> [Assignment] Your job is to set down the stretch of entries that opens with the line containing "Query: climbing plant" and closes with the line containing "The function MUST return, for every instance of the green leafy". Keep both end lines, copy each exactly, and add nothing.
§
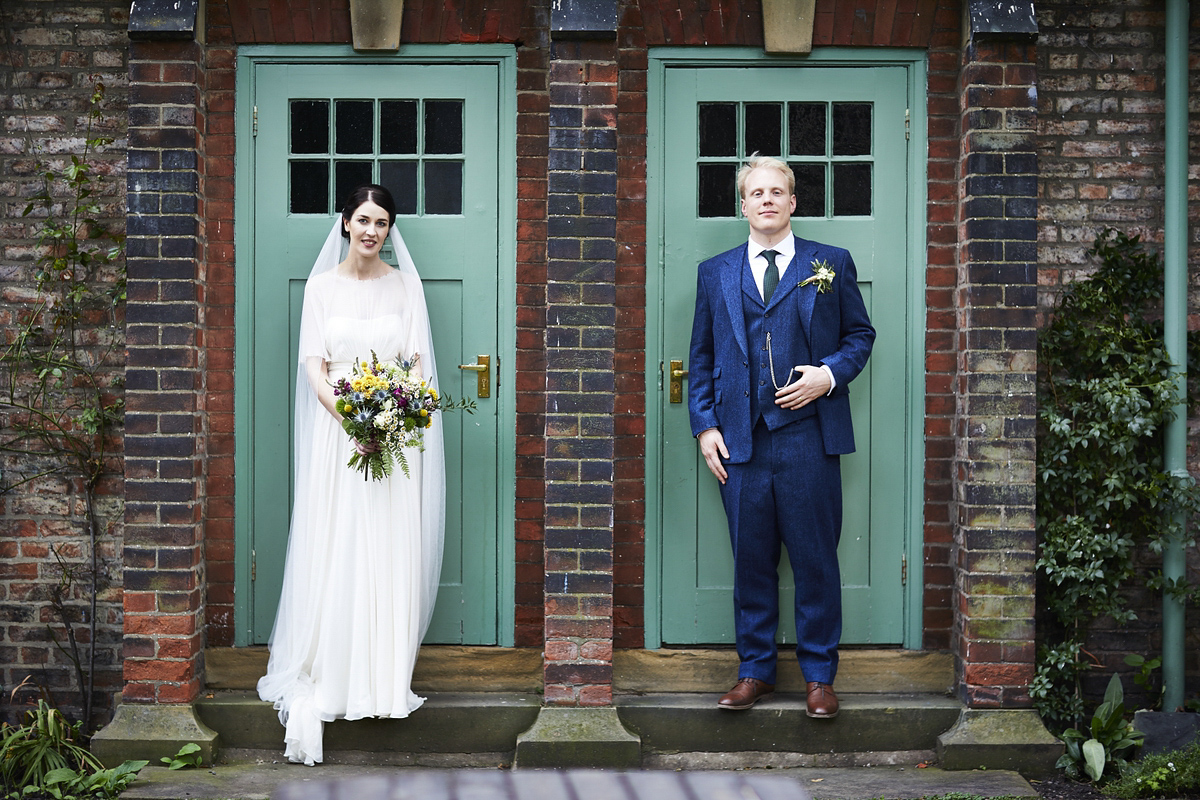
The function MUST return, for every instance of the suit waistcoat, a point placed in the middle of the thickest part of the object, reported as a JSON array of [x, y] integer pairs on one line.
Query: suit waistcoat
[[789, 346]]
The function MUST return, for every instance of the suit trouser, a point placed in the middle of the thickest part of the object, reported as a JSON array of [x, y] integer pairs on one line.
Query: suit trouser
[[789, 493]]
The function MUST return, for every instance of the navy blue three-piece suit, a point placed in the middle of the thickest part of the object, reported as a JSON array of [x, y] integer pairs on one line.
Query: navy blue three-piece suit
[[784, 483]]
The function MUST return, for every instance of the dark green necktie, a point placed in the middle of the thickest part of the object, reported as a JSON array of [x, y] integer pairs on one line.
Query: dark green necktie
[[771, 277]]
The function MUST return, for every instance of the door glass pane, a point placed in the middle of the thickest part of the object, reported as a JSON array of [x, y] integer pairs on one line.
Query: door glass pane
[[805, 128], [349, 175], [397, 126], [310, 126], [443, 126], [400, 179], [809, 190], [718, 130], [765, 128], [851, 128], [354, 126], [443, 187], [718, 191], [851, 190], [309, 192]]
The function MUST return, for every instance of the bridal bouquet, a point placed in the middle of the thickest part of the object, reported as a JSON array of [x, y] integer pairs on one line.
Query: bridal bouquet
[[388, 403]]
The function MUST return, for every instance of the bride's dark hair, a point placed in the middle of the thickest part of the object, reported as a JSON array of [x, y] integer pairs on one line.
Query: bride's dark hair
[[372, 193]]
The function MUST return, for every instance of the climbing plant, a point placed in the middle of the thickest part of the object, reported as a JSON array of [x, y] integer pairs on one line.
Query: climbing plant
[[60, 402], [1104, 396]]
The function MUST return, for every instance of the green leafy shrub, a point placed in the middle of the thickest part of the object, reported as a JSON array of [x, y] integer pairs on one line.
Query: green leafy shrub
[[1163, 775], [1105, 392], [189, 756], [1109, 743], [45, 758]]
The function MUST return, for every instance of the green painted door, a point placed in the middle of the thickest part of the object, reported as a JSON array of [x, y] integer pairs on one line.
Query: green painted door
[[843, 131], [429, 133]]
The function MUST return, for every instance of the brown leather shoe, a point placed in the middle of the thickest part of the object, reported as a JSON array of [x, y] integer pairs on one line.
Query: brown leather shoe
[[822, 701], [745, 693]]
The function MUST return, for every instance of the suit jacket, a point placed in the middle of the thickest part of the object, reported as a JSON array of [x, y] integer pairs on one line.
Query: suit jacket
[[835, 324]]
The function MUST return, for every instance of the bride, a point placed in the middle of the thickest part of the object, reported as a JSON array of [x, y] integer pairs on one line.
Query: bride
[[364, 557]]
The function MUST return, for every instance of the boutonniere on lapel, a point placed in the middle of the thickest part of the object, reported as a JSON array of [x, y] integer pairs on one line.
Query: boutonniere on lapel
[[822, 276]]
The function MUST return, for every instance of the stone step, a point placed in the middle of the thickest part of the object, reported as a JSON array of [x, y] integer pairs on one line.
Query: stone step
[[454, 668], [867, 723], [489, 723], [478, 722]]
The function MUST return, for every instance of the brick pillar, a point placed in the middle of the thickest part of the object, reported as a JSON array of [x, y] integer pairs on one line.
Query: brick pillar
[[580, 377], [166, 443], [163, 443], [995, 414]]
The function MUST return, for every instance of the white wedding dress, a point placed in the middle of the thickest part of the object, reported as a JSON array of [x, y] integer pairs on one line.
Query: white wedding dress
[[364, 555]]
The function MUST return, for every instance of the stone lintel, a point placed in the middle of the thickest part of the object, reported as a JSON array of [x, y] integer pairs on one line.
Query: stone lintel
[[1001, 18], [166, 19], [1000, 739], [787, 25], [375, 24], [151, 732], [565, 738], [583, 19]]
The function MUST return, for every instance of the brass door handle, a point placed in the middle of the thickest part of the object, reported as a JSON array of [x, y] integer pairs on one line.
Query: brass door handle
[[677, 374], [483, 370]]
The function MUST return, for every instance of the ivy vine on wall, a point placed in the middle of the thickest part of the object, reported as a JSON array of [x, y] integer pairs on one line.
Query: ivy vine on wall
[[60, 371], [1104, 398]]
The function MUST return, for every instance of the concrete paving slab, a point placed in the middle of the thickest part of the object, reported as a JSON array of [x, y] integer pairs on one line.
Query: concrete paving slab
[[259, 780]]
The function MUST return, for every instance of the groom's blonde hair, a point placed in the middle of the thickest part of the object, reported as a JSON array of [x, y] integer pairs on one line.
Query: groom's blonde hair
[[765, 162]]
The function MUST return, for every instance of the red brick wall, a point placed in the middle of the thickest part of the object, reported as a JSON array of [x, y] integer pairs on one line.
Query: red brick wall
[[48, 54], [217, 216]]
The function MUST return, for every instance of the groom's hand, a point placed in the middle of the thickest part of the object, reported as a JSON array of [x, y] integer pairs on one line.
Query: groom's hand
[[712, 447], [813, 383]]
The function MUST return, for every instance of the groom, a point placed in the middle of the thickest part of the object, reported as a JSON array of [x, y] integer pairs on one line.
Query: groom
[[780, 330]]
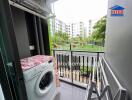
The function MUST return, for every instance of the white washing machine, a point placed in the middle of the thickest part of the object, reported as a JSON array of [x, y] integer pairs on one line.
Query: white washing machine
[[40, 82]]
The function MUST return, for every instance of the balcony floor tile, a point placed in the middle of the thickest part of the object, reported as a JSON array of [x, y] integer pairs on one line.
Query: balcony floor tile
[[69, 92]]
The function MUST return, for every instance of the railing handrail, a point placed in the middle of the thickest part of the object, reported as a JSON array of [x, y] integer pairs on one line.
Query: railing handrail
[[79, 51], [113, 75]]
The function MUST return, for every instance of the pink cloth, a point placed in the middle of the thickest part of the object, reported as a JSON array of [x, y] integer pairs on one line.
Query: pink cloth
[[33, 61]]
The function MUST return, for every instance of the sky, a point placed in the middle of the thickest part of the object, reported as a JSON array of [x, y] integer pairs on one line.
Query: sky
[[70, 11]]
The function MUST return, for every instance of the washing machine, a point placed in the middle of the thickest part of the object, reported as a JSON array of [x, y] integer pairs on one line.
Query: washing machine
[[39, 78]]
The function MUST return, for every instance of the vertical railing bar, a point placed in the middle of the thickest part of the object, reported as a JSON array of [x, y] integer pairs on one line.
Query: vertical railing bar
[[87, 70], [83, 68], [60, 64], [75, 66], [72, 66], [91, 67], [65, 65], [68, 66], [79, 68]]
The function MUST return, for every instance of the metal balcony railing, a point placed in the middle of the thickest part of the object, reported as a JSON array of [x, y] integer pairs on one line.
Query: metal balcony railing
[[107, 86], [90, 70], [76, 66]]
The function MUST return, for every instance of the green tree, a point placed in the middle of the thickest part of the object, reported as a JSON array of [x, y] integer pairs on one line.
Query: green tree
[[99, 30]]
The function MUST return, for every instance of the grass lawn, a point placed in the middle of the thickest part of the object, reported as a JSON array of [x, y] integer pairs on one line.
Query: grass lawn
[[93, 48]]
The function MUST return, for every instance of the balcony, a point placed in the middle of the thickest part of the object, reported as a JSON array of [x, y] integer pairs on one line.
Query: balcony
[[88, 77]]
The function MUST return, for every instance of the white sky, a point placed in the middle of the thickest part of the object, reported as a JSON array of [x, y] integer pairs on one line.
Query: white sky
[[80, 10]]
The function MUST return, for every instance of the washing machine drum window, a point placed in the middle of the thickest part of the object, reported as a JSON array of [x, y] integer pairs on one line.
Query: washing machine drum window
[[46, 80]]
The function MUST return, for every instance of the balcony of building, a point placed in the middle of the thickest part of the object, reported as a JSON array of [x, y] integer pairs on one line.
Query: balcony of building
[[87, 76]]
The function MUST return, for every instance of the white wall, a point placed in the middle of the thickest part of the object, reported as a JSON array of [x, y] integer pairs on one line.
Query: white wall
[[118, 51]]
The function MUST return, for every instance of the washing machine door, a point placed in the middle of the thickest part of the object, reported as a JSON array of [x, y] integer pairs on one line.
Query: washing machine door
[[44, 83]]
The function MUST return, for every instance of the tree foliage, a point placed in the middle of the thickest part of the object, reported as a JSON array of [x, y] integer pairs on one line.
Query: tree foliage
[[60, 37], [99, 29]]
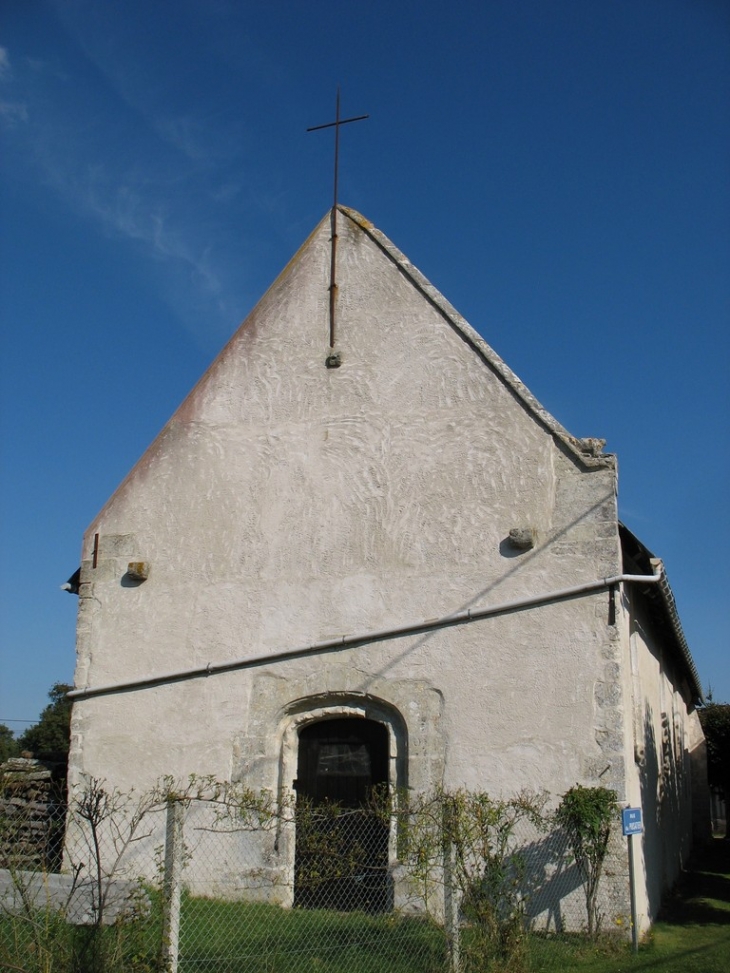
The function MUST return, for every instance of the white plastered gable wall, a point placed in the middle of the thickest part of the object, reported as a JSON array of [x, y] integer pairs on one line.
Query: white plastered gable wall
[[286, 503]]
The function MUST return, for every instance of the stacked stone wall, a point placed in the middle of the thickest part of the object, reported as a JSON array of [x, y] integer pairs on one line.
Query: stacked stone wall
[[32, 814]]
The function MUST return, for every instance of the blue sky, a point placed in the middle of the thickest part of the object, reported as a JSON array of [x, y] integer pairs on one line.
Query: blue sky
[[559, 169]]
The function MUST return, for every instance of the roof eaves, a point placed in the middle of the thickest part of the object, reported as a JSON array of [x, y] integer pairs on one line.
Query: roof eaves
[[662, 593]]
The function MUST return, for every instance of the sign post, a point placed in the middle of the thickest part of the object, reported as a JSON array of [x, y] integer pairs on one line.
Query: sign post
[[632, 825]]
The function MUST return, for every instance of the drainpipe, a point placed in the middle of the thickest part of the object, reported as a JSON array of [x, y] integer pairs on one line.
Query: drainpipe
[[345, 641]]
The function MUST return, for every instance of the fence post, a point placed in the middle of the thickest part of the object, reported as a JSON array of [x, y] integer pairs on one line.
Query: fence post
[[172, 884], [451, 897]]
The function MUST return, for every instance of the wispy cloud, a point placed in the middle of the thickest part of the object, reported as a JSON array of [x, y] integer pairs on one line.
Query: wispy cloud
[[150, 182]]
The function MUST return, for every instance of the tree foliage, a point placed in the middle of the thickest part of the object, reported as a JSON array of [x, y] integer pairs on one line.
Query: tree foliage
[[715, 720], [50, 737], [587, 813]]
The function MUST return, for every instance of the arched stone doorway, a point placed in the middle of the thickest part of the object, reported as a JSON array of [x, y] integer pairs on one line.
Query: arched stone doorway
[[341, 859]]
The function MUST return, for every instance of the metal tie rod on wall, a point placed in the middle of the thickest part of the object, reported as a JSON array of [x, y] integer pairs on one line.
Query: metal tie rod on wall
[[345, 641]]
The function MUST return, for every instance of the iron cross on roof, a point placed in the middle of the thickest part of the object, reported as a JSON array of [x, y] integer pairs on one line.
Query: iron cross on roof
[[333, 360]]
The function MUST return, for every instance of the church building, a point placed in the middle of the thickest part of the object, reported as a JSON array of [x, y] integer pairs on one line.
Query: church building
[[361, 526]]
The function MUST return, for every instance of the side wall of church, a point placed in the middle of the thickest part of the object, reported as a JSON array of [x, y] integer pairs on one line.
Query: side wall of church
[[665, 747]]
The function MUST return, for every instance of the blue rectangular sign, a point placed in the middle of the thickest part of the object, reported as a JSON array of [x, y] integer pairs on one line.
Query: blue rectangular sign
[[631, 820]]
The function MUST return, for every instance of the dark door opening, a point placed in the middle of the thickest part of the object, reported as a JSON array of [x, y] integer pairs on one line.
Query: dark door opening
[[342, 838]]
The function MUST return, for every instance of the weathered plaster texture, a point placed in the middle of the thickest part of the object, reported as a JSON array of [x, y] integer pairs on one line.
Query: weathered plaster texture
[[287, 503]]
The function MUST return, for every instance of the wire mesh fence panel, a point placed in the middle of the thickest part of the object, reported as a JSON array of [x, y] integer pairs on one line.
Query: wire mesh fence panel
[[67, 900], [179, 880]]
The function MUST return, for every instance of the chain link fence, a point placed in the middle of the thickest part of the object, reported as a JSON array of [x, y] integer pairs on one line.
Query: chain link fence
[[217, 878]]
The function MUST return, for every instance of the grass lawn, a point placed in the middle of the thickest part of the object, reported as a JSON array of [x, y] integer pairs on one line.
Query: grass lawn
[[692, 936]]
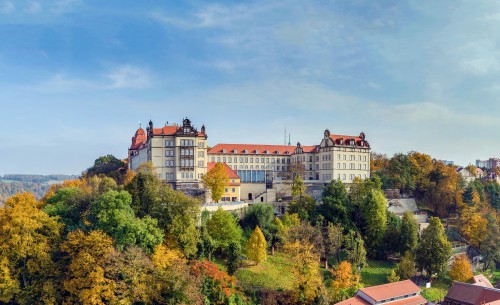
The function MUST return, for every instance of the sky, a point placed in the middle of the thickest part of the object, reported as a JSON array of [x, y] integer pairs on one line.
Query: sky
[[77, 76]]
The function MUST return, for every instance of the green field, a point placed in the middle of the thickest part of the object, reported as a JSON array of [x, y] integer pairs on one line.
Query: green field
[[376, 272], [274, 273]]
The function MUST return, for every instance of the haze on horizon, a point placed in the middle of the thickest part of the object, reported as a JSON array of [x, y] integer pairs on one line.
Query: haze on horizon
[[77, 76]]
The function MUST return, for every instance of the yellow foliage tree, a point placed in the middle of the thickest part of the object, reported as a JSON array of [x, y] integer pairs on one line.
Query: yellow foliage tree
[[256, 246], [461, 269], [216, 180], [28, 237], [305, 267], [86, 280]]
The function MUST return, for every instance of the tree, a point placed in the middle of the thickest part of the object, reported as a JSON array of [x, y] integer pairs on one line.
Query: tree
[[233, 257], [86, 280], [374, 211], [489, 247], [110, 166], [335, 207], [409, 233], [216, 180], [305, 268], [461, 269], [298, 187], [113, 214], [406, 268], [345, 283], [224, 229], [355, 248], [434, 249], [393, 277], [28, 244], [256, 246], [333, 242]]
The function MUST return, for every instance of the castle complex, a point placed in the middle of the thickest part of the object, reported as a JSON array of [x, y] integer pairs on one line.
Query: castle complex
[[179, 155]]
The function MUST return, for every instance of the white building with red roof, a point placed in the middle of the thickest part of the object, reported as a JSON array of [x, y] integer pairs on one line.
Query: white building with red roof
[[397, 293], [177, 152]]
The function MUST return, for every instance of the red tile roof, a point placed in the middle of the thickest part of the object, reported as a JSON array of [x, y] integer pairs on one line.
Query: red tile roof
[[481, 280], [138, 139], [356, 300], [230, 172], [391, 290], [472, 294], [252, 149]]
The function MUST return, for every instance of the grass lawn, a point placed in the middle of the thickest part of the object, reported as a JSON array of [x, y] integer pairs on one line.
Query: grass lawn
[[376, 272], [274, 273], [436, 292]]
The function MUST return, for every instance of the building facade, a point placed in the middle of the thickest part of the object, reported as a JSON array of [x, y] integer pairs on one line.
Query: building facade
[[180, 156], [177, 152]]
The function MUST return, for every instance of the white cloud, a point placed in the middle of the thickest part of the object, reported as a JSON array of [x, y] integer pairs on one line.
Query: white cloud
[[129, 77], [7, 7]]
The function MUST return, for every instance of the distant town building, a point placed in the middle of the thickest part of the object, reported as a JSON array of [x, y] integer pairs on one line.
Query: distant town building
[[398, 293], [472, 294], [489, 164]]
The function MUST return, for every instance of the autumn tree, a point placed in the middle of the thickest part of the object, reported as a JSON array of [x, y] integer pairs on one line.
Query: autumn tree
[[409, 232], [216, 180], [461, 270], [333, 242], [112, 213], [28, 243], [256, 246], [336, 207], [434, 249], [306, 272], [406, 268], [223, 227], [345, 282], [86, 280]]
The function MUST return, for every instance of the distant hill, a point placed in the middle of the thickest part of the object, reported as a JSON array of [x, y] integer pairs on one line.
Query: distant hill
[[11, 184]]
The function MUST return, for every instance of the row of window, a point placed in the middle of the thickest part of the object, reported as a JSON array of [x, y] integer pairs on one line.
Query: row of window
[[171, 143], [250, 160]]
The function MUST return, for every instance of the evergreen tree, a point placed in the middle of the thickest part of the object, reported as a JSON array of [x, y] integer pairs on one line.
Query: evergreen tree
[[409, 233], [434, 249], [233, 258], [256, 246]]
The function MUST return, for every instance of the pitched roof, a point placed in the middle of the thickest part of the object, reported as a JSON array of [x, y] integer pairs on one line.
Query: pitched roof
[[473, 294], [481, 280], [356, 300], [391, 290], [230, 172], [260, 149]]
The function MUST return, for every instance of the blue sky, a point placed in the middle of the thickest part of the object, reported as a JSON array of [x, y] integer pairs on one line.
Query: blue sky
[[76, 77]]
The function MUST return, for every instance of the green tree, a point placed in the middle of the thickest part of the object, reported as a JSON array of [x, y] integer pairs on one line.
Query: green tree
§
> [Response box]
Query: climbing plant
[[60, 402], [1104, 396]]
The function MUST return, for every instance of the green leafy shrub, a point placed in the middle of the thickest part of the object, reported as a JSON array of [x, y] integer pairs on one line.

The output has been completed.